● **Instructions to follow**:
In the records below, find the line containing "Target: ocean", then print it and every following line exactly, through the last, without pictures.

● **The input**:
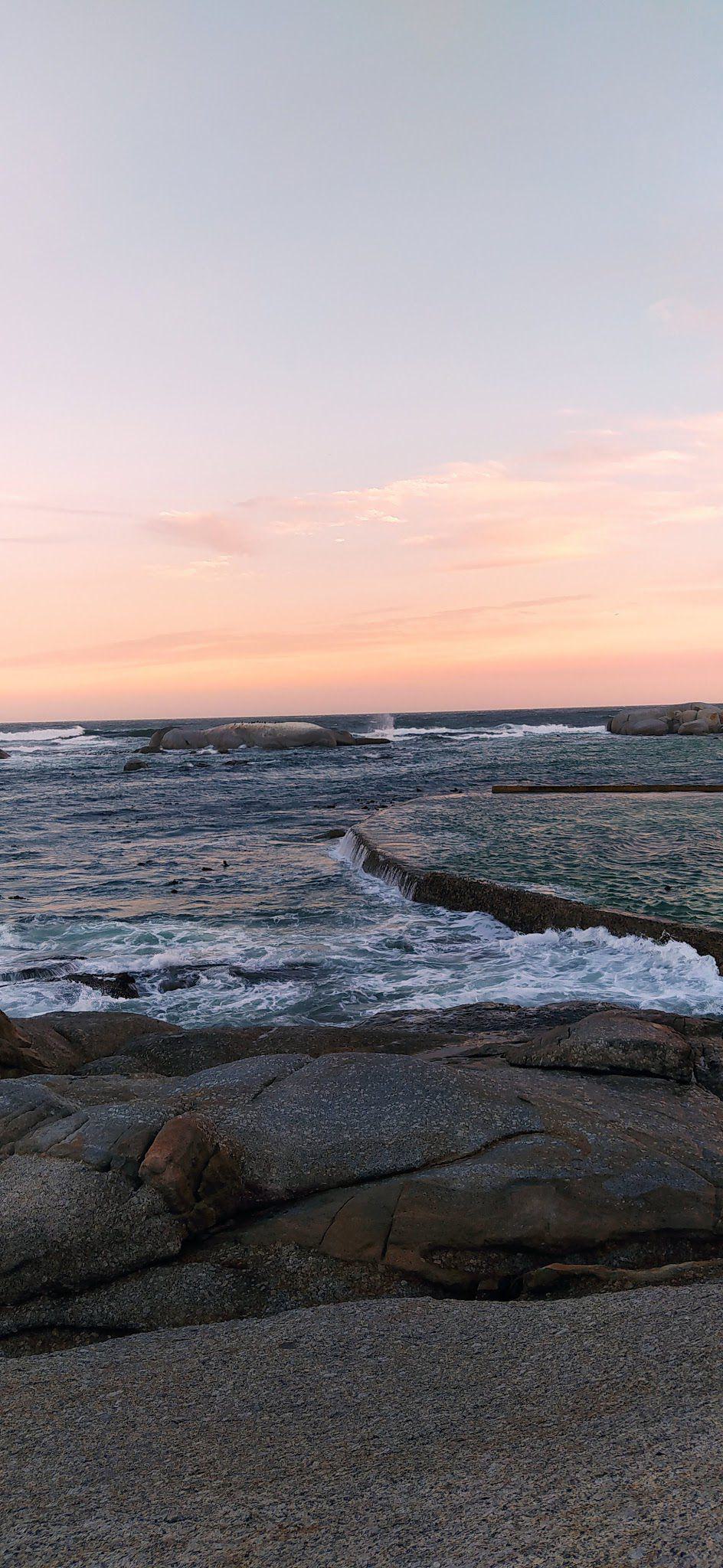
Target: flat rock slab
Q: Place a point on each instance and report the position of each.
(378, 1435)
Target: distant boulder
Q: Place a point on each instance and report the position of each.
(273, 736)
(687, 719)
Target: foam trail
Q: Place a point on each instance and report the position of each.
(68, 733)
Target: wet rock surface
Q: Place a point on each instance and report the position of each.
(685, 719)
(154, 1177)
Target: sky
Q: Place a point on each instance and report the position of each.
(359, 354)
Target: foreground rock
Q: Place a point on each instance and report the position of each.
(689, 719)
(276, 736)
(159, 1178)
(410, 1433)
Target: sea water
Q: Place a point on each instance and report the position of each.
(215, 882)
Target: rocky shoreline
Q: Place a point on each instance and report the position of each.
(397, 1292)
(427, 1289)
(155, 1177)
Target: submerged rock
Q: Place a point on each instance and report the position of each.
(689, 719)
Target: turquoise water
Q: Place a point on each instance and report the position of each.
(214, 884)
(659, 855)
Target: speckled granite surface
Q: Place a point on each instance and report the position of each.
(378, 1435)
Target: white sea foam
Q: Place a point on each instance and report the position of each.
(383, 952)
(505, 731)
(41, 736)
(519, 731)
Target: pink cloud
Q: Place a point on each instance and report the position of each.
(212, 529)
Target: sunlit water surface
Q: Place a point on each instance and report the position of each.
(214, 880)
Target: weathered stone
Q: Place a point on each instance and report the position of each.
(587, 1145)
(609, 1043)
(64, 1227)
(35, 1047)
(687, 719)
(388, 1433)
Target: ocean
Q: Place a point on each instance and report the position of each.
(220, 887)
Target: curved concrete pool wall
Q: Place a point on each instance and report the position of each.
(516, 906)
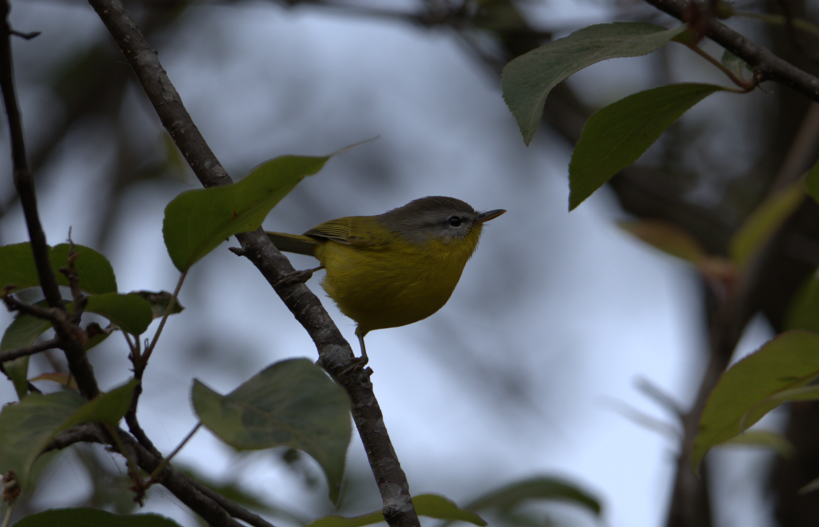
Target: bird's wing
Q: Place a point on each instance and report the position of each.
(357, 231)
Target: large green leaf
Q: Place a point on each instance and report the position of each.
(541, 488)
(430, 505)
(528, 79)
(95, 272)
(291, 403)
(131, 313)
(21, 333)
(88, 517)
(757, 384)
(617, 135)
(197, 221)
(765, 221)
(27, 427)
(667, 237)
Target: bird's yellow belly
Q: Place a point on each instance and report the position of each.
(388, 288)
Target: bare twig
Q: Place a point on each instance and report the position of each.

● **Answer area**:
Target: ocean
Q: Place a point on each instance and report the position of each.
(220, 887)
Target: curved concrete pool wall
Q: Place a point on each instance and report the position of each.
(516, 906)
Target: bird's wing
Q: Place a point on each instance and report the position of each.
(357, 231)
Target: large green leaf
Q: Place a point on each instance and report the position of each.
(541, 488)
(430, 505)
(528, 79)
(95, 272)
(291, 403)
(131, 313)
(21, 333)
(88, 517)
(757, 384)
(617, 135)
(197, 221)
(765, 221)
(27, 427)
(667, 237)
Target: bird's yellow belly
Q: Place a point on each instance and report the position of each.
(388, 288)
Target: bare twig
Q: Place a point on each instance and report the position of each.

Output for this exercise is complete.